■ WHAT THIS TASK INVOLVES:
Quote the NDSolve forum thread word for word, starting with "I've been trying" and going on through "for a reaction.".

■ SUPPLIED PASSAGE:
|---|

Solving System of Nonlinear with Three Differential Equations

I've been trying to solve a system of nonlinear differential equation, but the conditions are a bit weird.

Two of the differentials equate to the same equation, but have different boundary conditions. The third differential equate to something else.

For the background on the problem I am trying to solve, it is related to concentration as a function of time for a reaction.

Here is the code I have put, which was more or less straightforward, but I keep getting 'true.' I've tried using DSolve and NDsolve, but I am unable to get a graph for my three concentration profiles (I do not need an analytical solution, just a graphical one).

NDSolve[{
A'[t] == -kf A[t] *B[t] + kb * c[t],
B'[t] == -kf A[t] *B[t] + kb * c[t],
c'[t] == kb * c[t] + kf A[t] B[t],
A[0] == 1, B[0] == 2, c[0] == 0},
{A, B, c}, {t, 100}]


kf and kb are constants I've already equated into my code

But I keep resulting with:

NDSolve[{True, True, True, A[0] == 1, B[0] == 2, c[0] == 0}, {A, B, c}, {t, 100}]


I'm thinking it's because I'm multiplying two functions together, I haven't solved ODEs this way. I'd appreciate any input, or hints/guides/direction. Thanks!

If there is something unclear, or if I am lacking proper question asking etiquette please let me know!

-
Then you must have once mixed up = and ==. You need Clear[Derivative]. Values stored in Derivative can't be cleared by Clear["Global*"] because it actually means clearing all the variables under context "Global" while Context[Derivative] gives "System". –  xzczd Apr 16 at 7:15
@xzczd New users might fall in to this Context trap. I haven't found another post to mark this as a duplicate. Perhaps your comment is worthy of an answer just so it is in the books? –  bobthechemist Apr 16 at 13:12
@bobthechemist OK, let me elaborate it into an answer. –  xzczd Apr 16 at 13:42

Clear[Derivative] first.

OK, it's surprising that there seems to be no regular answer to this common problem for beginners, let me elaborate my comment into an answer. If you restart your Mathematica and run your code again then you'll find your problem no longer exists anymore! Then, why? Because Mathematica is unstable?

|---|

■ RECORDS PROVIDED:
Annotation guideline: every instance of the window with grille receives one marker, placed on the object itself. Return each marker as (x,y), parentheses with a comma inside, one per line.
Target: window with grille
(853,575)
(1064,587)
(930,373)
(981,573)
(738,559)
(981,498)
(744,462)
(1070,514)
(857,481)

|---|

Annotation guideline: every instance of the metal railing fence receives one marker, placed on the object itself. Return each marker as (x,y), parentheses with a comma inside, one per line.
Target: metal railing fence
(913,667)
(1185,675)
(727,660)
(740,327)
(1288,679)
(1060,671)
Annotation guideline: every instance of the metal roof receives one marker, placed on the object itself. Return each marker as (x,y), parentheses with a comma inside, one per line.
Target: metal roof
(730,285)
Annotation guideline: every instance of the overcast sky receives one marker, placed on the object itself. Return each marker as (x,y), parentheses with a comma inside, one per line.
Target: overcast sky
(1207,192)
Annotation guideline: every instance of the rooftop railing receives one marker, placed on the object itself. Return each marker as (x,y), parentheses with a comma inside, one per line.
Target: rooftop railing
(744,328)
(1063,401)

|---|

■ EXERCISE RESPONSE:
I've been trying to solve a system of nonlinear differential equation, but the conditions are a bit weird.

Two of the differentials equate to the same equation, but have different boundary conditions. The third differential equate to something else.

For the background on the problem I am trying to solve, it is related to concentration as a function of time for a reaction.